■ Exercise description:
Copy out the final stretch of the listing: the line that contains "of the truck" and all lines after it, exactly as they appear.
::::
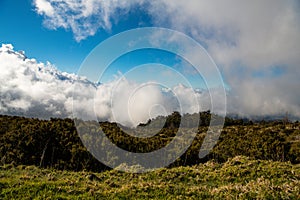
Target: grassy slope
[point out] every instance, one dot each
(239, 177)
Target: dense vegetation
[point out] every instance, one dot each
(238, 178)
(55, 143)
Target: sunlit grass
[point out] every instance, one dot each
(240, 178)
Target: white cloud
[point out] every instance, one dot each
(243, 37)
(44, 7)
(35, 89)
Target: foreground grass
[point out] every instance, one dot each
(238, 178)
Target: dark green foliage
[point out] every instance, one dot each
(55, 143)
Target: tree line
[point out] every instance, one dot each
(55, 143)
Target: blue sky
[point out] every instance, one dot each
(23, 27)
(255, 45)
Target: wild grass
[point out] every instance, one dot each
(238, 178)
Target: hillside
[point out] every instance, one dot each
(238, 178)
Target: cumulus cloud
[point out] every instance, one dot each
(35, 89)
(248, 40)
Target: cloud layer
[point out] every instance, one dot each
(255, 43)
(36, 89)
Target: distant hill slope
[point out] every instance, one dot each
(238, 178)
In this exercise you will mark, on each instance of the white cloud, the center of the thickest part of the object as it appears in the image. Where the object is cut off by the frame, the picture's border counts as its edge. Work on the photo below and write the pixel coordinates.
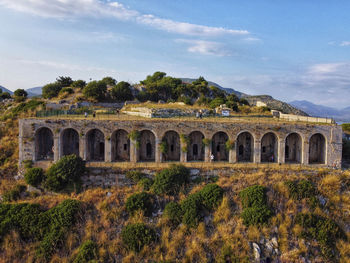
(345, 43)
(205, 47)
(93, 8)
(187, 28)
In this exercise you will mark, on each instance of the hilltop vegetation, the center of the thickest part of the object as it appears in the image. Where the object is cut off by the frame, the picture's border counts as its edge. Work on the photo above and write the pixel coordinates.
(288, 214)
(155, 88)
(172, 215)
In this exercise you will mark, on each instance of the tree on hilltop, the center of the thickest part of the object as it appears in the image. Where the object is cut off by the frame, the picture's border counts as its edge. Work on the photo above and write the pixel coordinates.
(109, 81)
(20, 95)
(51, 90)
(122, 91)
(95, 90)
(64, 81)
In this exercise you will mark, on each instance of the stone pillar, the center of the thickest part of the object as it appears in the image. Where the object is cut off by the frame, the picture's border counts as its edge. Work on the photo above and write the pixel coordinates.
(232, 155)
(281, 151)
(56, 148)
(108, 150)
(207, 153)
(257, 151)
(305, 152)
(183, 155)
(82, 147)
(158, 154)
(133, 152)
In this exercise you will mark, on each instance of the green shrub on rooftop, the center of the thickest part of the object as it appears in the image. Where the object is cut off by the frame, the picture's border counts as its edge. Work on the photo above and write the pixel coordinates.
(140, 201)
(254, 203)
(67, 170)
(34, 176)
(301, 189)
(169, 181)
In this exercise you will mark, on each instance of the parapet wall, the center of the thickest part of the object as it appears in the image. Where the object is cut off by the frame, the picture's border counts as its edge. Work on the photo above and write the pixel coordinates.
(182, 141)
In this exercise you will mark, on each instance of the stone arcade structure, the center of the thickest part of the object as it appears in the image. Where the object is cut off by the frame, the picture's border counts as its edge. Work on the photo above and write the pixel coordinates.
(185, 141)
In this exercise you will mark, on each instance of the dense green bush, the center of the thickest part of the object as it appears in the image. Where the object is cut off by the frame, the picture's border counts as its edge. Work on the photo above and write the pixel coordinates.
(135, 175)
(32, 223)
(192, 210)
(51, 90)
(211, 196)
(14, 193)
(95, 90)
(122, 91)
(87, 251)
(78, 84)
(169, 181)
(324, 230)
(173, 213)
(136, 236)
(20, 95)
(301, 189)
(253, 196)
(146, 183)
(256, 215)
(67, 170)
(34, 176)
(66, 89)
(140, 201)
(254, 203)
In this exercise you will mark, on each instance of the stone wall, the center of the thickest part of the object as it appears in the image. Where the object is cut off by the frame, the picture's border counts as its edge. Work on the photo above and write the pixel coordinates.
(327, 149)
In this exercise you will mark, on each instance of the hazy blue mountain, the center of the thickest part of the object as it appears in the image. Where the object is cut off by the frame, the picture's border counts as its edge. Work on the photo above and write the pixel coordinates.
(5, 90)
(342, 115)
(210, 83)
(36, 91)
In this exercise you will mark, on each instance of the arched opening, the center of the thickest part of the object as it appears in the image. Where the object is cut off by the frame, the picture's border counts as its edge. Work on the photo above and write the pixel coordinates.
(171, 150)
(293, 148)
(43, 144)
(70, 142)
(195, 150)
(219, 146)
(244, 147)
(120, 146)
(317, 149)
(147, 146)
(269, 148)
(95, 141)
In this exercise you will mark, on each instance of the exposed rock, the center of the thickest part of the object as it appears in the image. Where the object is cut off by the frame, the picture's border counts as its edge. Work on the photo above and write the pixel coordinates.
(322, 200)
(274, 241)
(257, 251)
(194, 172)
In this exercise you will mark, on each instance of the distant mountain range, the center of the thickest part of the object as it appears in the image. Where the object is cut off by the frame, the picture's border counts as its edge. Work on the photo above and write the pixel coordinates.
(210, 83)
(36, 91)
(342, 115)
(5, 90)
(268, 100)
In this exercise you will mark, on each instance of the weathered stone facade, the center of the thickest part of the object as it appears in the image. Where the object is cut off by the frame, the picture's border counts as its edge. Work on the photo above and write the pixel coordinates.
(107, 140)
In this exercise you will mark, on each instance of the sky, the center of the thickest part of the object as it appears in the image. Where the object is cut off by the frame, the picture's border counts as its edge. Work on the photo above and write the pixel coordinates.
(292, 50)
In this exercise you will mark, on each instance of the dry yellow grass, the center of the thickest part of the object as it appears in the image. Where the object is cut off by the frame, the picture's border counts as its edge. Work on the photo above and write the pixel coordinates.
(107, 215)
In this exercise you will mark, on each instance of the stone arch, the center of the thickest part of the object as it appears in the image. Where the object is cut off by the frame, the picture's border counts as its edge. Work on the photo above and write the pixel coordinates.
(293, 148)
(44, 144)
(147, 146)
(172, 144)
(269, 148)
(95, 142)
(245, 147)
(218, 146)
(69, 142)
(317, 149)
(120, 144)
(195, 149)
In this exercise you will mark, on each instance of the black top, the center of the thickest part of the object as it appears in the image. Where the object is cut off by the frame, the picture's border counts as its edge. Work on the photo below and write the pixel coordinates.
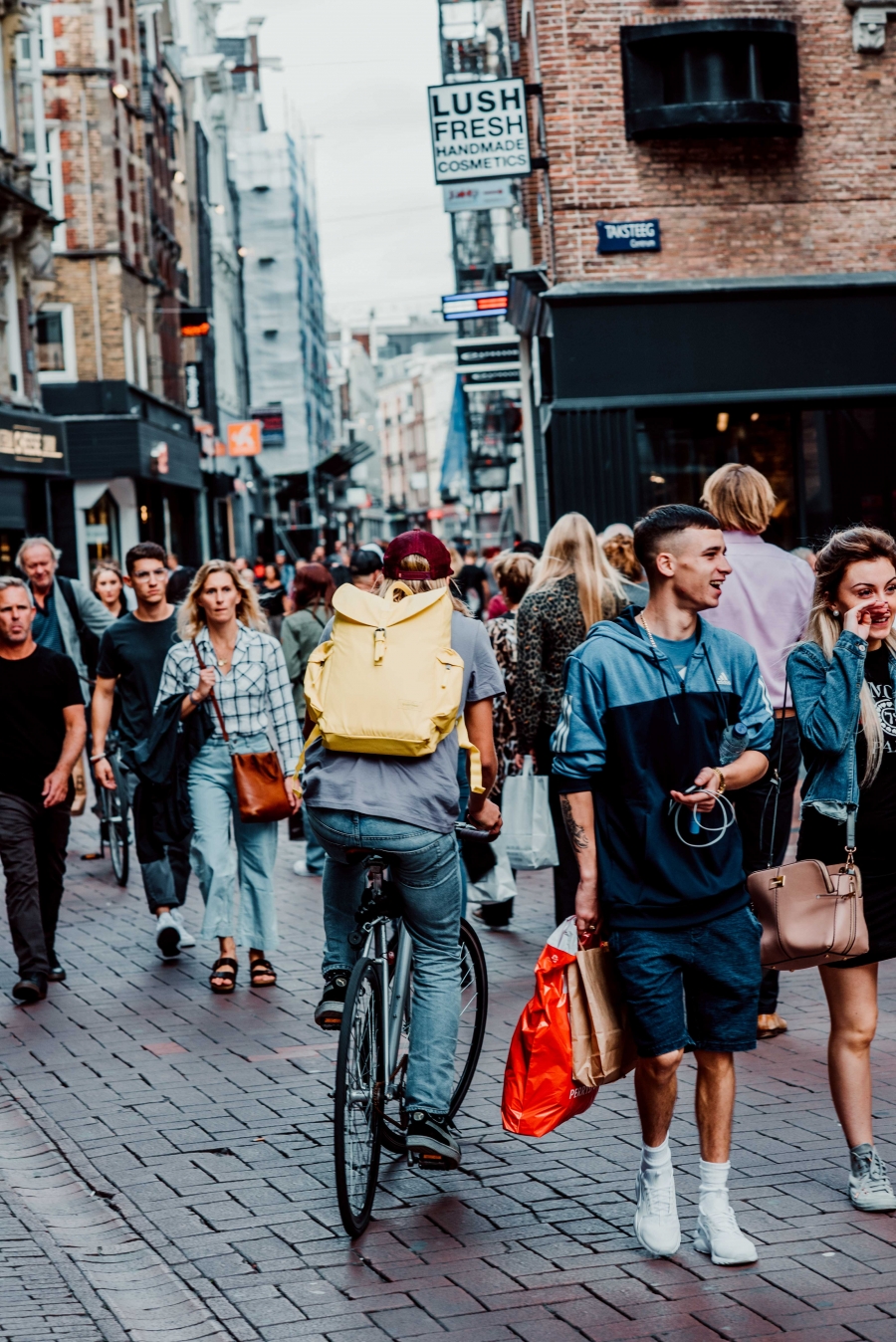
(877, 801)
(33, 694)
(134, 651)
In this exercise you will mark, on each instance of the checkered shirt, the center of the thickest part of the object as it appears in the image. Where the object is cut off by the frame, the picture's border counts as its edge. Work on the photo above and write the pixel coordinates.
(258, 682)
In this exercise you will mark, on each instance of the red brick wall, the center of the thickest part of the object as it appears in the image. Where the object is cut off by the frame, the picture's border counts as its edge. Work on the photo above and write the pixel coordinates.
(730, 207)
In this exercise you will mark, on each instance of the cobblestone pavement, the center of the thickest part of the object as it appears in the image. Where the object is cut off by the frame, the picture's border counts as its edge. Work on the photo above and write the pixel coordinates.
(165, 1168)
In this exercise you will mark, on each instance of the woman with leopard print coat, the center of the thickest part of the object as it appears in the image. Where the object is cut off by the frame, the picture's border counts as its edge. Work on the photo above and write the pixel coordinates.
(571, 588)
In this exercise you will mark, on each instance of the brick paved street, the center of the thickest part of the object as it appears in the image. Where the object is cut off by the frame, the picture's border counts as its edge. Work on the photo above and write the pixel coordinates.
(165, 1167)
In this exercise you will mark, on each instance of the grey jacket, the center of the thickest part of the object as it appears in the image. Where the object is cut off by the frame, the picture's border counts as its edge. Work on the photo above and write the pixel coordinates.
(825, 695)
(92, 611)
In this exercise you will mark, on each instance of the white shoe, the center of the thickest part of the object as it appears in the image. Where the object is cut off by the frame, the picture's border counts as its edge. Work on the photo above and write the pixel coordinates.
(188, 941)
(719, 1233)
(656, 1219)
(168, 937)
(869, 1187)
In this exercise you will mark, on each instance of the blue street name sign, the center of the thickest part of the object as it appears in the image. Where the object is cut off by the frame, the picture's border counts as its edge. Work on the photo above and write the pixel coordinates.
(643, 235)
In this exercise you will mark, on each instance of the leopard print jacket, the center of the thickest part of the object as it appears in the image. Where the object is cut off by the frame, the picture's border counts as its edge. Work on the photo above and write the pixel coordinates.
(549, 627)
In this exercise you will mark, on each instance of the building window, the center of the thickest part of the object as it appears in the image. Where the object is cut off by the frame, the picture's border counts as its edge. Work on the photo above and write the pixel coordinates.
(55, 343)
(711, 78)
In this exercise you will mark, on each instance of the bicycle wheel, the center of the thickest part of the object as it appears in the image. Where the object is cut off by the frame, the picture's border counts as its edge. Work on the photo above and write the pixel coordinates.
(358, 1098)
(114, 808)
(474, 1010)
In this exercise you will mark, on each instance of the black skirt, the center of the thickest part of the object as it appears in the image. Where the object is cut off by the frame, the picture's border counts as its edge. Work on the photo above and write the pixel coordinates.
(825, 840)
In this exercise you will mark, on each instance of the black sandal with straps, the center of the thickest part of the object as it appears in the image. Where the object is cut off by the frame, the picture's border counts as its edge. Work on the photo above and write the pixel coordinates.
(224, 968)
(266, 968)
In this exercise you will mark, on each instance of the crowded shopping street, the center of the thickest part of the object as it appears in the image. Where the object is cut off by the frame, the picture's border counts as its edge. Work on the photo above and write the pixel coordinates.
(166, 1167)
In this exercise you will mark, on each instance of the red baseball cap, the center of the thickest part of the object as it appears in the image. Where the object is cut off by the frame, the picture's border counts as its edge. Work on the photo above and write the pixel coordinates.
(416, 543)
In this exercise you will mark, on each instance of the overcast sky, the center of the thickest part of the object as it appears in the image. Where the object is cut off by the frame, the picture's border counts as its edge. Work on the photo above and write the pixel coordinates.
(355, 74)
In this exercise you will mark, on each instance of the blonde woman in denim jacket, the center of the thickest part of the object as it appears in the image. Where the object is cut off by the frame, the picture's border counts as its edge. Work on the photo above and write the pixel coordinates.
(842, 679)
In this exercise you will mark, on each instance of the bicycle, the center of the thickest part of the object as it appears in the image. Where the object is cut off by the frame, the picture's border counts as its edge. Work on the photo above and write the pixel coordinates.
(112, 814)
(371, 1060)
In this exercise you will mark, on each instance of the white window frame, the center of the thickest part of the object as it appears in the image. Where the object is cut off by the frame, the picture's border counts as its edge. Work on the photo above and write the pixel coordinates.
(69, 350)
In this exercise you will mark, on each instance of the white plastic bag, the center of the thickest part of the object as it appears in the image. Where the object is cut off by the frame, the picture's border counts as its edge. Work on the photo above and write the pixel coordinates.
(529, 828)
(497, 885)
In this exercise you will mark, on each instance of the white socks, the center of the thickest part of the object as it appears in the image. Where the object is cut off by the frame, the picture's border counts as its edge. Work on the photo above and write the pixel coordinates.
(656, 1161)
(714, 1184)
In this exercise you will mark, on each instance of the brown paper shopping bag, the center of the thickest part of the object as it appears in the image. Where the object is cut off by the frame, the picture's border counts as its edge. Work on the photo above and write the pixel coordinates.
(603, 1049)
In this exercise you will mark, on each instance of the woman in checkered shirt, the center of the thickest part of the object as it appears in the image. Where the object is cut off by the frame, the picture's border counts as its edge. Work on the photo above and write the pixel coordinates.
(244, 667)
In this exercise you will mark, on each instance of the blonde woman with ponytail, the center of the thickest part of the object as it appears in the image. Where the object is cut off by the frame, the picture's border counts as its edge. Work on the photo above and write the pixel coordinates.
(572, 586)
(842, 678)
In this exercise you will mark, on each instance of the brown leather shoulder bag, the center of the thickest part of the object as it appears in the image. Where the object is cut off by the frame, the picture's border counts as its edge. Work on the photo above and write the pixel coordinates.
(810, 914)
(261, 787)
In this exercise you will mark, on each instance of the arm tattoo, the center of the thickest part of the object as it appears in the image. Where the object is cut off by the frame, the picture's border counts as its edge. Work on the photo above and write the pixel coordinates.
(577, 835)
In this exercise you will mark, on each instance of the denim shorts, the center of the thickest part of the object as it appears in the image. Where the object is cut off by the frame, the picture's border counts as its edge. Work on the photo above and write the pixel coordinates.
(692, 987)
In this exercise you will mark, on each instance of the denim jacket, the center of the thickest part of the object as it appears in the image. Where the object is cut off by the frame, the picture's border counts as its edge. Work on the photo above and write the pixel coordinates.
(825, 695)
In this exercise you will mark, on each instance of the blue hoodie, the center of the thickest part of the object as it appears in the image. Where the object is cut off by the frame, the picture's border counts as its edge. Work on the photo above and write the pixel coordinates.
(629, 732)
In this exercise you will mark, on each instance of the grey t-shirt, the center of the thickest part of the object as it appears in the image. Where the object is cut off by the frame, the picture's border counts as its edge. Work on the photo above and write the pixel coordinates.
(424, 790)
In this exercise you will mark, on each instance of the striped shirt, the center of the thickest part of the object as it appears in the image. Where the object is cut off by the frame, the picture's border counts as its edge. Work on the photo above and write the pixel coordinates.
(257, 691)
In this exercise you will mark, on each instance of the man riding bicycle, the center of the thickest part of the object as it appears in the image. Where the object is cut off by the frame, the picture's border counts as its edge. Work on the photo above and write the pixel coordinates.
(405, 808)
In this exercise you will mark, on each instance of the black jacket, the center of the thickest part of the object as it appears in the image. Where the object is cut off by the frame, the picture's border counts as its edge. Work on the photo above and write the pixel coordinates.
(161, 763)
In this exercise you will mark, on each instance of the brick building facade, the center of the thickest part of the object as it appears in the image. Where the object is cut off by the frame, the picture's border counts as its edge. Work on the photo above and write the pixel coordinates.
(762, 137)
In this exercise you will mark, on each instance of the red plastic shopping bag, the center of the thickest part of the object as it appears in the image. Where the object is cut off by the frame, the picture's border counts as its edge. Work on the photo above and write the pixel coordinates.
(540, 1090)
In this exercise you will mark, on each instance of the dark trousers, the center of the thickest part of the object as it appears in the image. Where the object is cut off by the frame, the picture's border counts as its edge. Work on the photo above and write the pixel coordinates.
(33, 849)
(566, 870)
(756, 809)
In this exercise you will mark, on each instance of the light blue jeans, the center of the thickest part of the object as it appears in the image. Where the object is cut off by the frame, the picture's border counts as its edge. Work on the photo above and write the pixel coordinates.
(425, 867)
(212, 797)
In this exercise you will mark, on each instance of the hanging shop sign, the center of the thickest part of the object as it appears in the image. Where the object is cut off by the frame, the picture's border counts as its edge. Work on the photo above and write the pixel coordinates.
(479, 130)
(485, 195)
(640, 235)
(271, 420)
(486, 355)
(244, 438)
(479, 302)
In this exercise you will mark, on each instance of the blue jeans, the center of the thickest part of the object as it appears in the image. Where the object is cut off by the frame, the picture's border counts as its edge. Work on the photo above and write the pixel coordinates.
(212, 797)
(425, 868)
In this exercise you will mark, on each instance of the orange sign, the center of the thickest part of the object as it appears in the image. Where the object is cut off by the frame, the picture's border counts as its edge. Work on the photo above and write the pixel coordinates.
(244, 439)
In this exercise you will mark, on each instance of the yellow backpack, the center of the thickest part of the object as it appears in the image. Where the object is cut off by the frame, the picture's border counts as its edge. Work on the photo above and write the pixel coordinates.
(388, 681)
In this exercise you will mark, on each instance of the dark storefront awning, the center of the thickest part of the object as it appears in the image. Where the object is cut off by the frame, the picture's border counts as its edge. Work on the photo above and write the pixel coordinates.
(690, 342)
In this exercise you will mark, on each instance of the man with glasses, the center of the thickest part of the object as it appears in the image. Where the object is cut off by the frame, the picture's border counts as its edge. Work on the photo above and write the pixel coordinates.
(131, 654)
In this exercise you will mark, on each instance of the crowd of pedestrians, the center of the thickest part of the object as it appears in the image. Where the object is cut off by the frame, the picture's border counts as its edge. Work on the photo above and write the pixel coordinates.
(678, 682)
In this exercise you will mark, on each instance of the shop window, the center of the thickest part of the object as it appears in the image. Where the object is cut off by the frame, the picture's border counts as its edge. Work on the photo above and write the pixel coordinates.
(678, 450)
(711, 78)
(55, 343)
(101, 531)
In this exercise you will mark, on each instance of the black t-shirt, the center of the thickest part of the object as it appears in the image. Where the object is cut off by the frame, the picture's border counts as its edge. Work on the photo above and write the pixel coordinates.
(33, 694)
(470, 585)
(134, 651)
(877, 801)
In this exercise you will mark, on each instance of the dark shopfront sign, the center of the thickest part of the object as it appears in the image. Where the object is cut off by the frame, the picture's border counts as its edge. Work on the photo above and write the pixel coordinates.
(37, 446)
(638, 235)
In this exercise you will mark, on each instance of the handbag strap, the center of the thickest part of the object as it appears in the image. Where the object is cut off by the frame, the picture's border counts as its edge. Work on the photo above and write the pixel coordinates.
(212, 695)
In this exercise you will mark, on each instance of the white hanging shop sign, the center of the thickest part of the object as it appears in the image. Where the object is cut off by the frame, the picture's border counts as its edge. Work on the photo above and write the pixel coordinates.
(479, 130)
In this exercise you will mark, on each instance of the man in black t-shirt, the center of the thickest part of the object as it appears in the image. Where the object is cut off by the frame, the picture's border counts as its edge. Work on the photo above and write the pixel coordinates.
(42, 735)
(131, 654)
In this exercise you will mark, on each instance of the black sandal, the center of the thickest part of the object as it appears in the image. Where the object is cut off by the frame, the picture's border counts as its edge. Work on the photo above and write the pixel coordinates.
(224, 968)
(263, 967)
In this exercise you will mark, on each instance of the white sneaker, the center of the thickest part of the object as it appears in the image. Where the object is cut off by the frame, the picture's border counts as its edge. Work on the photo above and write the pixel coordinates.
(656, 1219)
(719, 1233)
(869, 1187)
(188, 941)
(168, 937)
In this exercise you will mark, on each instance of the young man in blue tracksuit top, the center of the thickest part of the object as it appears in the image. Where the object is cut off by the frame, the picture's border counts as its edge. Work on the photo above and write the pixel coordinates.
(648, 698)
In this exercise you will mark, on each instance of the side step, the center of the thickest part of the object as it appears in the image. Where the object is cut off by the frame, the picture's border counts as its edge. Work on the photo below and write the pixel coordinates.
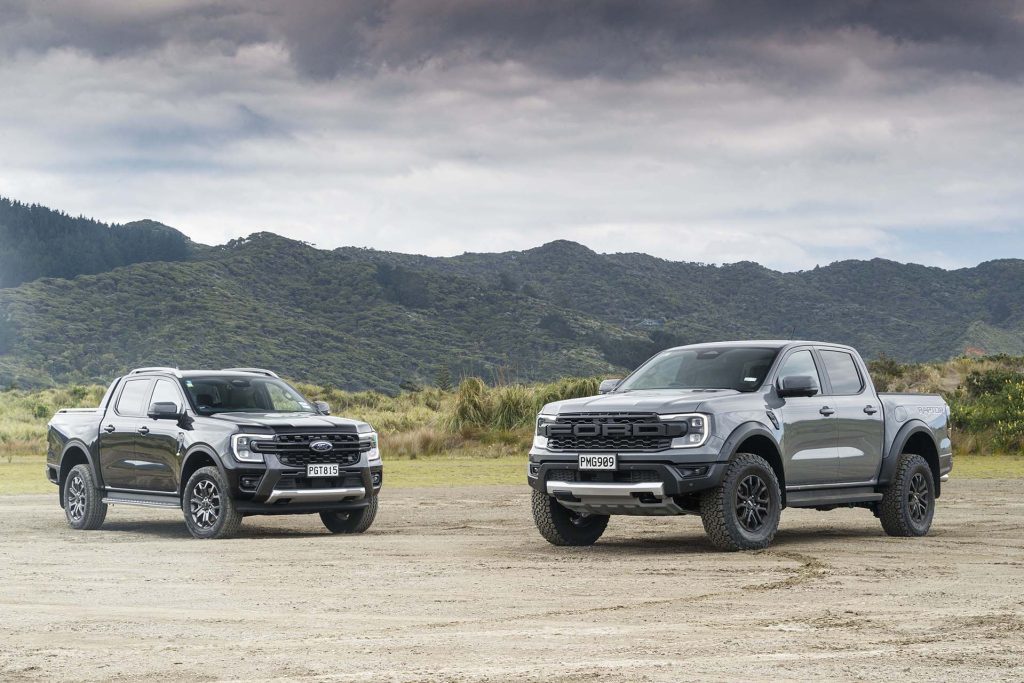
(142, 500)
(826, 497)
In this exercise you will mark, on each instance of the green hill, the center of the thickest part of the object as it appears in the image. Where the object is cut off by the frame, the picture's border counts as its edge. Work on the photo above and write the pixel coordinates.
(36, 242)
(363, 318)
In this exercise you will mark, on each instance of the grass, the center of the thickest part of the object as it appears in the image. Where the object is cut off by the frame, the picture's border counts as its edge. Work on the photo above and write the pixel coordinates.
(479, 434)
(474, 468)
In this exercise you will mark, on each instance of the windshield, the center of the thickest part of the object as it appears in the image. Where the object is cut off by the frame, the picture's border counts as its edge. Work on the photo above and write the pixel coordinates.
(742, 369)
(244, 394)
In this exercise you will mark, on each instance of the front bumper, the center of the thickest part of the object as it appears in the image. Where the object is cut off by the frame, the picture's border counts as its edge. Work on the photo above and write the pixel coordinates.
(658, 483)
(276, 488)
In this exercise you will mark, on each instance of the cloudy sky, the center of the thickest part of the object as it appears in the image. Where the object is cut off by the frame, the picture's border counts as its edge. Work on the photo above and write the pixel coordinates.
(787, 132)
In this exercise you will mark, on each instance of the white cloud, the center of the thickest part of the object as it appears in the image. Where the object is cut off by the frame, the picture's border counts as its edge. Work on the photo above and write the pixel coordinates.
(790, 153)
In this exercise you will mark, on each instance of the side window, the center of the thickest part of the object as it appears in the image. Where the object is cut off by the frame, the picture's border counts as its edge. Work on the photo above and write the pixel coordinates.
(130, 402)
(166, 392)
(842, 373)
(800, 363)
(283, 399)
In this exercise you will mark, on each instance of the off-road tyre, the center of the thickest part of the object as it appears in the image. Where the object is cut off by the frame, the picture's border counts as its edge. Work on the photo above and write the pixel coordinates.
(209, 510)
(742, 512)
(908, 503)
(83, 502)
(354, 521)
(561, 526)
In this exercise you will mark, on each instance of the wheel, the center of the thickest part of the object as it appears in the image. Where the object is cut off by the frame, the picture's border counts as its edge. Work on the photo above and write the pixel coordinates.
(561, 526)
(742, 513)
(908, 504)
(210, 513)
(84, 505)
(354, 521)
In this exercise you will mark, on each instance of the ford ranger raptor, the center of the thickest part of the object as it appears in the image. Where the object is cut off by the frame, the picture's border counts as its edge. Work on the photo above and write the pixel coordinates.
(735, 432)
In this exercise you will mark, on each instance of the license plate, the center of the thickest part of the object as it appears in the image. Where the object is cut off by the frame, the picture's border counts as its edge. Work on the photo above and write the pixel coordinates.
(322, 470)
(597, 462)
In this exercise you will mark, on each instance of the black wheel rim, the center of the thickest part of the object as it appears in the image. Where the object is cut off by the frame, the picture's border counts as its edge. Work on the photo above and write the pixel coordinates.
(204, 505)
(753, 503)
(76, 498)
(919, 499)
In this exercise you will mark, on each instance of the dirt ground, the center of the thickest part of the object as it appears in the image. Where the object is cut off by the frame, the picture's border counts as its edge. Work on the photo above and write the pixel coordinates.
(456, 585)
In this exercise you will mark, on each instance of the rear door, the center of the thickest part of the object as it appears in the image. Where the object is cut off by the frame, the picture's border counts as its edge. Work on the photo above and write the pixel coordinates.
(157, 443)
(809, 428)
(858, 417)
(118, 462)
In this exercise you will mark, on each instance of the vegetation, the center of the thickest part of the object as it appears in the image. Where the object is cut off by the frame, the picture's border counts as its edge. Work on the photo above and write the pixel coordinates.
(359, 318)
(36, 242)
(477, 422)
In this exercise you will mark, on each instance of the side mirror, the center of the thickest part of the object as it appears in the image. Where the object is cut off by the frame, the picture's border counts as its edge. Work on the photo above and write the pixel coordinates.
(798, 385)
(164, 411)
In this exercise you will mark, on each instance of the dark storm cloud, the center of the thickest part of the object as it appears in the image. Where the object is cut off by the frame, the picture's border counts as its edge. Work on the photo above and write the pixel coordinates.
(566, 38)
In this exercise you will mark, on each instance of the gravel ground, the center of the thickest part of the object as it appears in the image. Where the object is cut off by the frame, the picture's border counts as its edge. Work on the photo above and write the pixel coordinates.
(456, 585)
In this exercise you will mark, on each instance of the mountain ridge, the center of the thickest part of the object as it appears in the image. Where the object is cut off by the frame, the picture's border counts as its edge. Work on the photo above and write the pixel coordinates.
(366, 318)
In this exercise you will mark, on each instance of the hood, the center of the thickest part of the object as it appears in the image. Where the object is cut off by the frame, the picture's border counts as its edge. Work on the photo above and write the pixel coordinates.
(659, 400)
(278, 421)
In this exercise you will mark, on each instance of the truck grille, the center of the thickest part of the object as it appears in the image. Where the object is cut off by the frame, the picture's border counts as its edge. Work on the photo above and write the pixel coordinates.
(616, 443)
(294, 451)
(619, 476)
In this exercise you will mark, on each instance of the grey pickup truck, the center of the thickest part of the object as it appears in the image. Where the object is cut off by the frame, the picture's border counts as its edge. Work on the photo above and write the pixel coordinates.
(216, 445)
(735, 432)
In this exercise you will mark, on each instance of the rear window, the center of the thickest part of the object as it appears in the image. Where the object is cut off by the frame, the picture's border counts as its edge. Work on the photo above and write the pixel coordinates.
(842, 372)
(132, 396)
::::
■ Response:
In this exercise you will mark, on each instance of the truck grille, the center of the thickest part of the object as it appears in the image. Where the object is cut off by the frame, the picture's border counts as its edge. Work on the photo above and write the pixel coordinates.
(616, 443)
(294, 451)
(619, 476)
In this exercise you will mark, on each instance of the grey pickup truck, the center of the thickest part of the object as it appears in the image. Where the object is cut off by the frame, the picture's border counts as its edge. Work on the photo above and write the pixel coordinates.
(216, 445)
(735, 432)
In this exercise you will mark, on each instance of the rear window, the center of the thickest part of the object as it appears in the image. Where the object is cut off by the frame, the picture's border counts as its edge. Work on the photo above and write the pixel coordinates.
(842, 372)
(132, 396)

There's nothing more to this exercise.